▸ Text for analysis:

For a title as open-ended as “This is America,” one would assume Childish Gambino’s latest single would poignantly capture the racial tensions of the nation, using the Black experience as a vessel for artistic expression. For a listener completely unaware of the clandestinely corny wunderkind that is Donald Glover, they would perceive him to be a yet another (admittedly more melodic) tough-guy rapper singing self praises while lyrically waving the barrel of an AK in their faces.
While the artist known as Childish Gambino, a masquerade slowly thinning to reveal a bristly Donald Glover wise beyond his years, is far from being a garden-variety trap rapper, with “This is America,” he purposefully assumes that costume for the sake of flashiness. “I got the plug in Oaxaca / they gonna find you like blocka” boasts Bino, a NYU grad raised middle-class whose stand-up routines often cycle back to his love for nerdy, traditionally white interests. Yet his boasting isn’t hollow flexing; his claims flow naturally because they’ve become the accepted social rhetoric. It’s the talk of the trap music scene, an environment ironically glorified by society where a violent background is seemingly essential, where every Black man is a gun-toting gangbanger.

▸ Records:
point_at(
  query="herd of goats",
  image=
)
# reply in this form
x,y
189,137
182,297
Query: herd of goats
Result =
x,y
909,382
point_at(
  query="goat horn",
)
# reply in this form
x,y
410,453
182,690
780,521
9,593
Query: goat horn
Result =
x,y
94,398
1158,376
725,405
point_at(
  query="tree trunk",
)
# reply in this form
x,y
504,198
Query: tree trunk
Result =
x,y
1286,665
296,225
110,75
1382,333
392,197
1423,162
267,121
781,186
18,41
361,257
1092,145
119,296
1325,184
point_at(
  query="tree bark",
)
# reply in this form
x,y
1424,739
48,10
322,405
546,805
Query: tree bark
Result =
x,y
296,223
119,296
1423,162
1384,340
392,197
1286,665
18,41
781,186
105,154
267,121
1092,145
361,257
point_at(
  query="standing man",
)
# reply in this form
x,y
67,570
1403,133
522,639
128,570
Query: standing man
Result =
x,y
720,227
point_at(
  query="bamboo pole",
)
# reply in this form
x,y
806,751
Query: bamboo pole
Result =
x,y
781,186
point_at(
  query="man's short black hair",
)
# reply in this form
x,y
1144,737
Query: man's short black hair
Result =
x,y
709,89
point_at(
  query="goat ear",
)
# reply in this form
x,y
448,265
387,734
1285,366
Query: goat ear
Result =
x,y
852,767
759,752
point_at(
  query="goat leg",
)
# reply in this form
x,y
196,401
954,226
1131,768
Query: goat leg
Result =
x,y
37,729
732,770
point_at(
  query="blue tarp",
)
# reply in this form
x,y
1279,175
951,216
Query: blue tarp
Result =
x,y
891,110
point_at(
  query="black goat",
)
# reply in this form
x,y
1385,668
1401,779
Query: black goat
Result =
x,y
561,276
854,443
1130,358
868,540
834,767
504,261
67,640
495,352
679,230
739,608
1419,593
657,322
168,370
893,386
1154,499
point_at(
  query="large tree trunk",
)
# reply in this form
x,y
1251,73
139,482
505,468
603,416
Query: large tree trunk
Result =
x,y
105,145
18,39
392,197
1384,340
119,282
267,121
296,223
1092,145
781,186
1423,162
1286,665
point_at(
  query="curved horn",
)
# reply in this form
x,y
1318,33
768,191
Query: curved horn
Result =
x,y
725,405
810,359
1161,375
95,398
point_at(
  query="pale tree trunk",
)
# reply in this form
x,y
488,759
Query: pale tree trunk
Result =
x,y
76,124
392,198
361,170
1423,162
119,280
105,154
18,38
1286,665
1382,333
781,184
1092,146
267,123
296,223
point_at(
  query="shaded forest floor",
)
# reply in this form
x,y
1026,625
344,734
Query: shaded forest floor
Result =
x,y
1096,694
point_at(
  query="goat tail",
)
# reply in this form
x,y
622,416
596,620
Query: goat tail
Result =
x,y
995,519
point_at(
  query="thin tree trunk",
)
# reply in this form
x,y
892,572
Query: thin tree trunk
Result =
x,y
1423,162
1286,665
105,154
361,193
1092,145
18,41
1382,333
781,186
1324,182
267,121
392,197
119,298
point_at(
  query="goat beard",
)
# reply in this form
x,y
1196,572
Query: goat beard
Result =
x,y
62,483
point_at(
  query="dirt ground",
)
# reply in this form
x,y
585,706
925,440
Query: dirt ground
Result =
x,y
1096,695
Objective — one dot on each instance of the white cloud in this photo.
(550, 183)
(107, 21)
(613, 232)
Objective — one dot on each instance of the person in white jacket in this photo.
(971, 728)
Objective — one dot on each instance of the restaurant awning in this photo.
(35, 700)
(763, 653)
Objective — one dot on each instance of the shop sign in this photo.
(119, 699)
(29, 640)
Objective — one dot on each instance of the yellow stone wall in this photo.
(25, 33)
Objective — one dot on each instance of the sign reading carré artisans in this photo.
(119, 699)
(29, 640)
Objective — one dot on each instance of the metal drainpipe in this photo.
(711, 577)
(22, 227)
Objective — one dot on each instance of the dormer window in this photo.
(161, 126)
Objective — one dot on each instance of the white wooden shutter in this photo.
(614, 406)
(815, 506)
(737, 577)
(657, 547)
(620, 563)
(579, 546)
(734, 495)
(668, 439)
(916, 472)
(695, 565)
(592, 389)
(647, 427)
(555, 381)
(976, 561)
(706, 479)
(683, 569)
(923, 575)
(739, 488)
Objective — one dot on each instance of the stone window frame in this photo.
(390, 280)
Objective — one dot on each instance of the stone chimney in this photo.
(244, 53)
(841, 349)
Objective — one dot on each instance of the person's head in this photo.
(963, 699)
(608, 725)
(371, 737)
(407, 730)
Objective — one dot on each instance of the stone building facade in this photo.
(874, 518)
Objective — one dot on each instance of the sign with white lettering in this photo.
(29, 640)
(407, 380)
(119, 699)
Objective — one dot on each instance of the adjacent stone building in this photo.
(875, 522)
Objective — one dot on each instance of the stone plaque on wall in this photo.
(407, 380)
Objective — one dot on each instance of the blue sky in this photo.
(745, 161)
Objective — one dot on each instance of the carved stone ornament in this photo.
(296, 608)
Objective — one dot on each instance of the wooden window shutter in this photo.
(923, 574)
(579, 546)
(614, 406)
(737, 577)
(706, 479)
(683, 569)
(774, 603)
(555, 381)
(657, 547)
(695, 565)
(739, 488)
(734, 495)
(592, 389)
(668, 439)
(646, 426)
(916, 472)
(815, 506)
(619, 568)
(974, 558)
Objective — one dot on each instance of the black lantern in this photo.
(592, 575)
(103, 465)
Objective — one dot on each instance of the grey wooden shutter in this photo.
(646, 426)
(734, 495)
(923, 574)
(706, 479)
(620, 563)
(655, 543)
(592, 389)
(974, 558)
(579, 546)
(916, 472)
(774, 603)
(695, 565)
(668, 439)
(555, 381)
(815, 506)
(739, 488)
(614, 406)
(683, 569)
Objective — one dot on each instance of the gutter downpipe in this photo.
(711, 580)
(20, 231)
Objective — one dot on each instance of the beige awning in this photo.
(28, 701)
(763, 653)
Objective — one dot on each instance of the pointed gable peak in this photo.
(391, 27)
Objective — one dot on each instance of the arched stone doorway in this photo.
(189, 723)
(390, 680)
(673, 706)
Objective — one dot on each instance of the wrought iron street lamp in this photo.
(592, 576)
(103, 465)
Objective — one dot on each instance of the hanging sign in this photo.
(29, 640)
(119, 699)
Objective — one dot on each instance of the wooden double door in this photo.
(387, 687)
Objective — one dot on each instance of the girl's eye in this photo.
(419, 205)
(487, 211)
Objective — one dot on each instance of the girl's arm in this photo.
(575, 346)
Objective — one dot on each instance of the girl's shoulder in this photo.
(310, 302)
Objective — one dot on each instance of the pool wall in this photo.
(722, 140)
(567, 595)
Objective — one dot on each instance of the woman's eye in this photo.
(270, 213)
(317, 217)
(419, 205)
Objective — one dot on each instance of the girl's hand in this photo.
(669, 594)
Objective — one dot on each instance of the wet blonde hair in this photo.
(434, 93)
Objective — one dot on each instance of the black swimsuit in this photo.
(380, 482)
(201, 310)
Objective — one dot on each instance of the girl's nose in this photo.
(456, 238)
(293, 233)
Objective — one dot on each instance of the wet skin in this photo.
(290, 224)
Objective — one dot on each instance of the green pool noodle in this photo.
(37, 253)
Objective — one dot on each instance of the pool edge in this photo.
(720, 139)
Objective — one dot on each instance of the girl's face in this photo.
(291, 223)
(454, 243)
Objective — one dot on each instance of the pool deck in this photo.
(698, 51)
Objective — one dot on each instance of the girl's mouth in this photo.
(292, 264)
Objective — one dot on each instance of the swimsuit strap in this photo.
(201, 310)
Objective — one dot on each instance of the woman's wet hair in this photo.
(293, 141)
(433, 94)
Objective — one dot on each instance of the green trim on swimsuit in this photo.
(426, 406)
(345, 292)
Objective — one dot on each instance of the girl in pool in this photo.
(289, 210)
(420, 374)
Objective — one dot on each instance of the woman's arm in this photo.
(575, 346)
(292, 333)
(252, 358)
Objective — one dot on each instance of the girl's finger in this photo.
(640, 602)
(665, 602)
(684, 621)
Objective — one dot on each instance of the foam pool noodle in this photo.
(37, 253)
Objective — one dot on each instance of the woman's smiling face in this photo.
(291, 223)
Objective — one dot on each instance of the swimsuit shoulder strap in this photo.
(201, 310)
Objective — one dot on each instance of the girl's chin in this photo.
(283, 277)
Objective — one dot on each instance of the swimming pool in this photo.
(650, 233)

▸ About this task:
Reproduce the full commentary on Childish Gambino's "This is America" word for word, with nothing added or left out.

▸ Exercise result:
For a title as open-ended as “This is America,” one would assume Childish Gambino’s latest single would poignantly capture the racial tensions of the nation, using the Black experience as a vessel for artistic expression. For a listener completely unaware of the clandestinely corny wunderkind that is Donald Glover, they would perceive him to be a yet another (admittedly more melodic) tough-guy rapper singing self praises while lyrically waving the barrel of an AK in their faces.
While the artist known as Childish Gambino, a masquerade slowly thinning to reveal a bristly Donald Glover wise beyond his years, is far from being a garden-variety trap rapper, with “This is America,” he purposefully assumes that costume for the sake of flashiness. “I got the plug in Oaxaca / they gonna find you like blocka” boasts Bino, a NYU grad raised middle-class whose stand-up routines often cycle back to his love for nerdy, traditionally white interests. Yet his boasting isn’t hollow flexing; his claims flow naturally because they’ve become the accepted social rhetoric. It’s the talk of the trap music scene, an environment ironically glorified by society where a violent background is seemingly essential, where every Black man is a gun-toting gangbanger.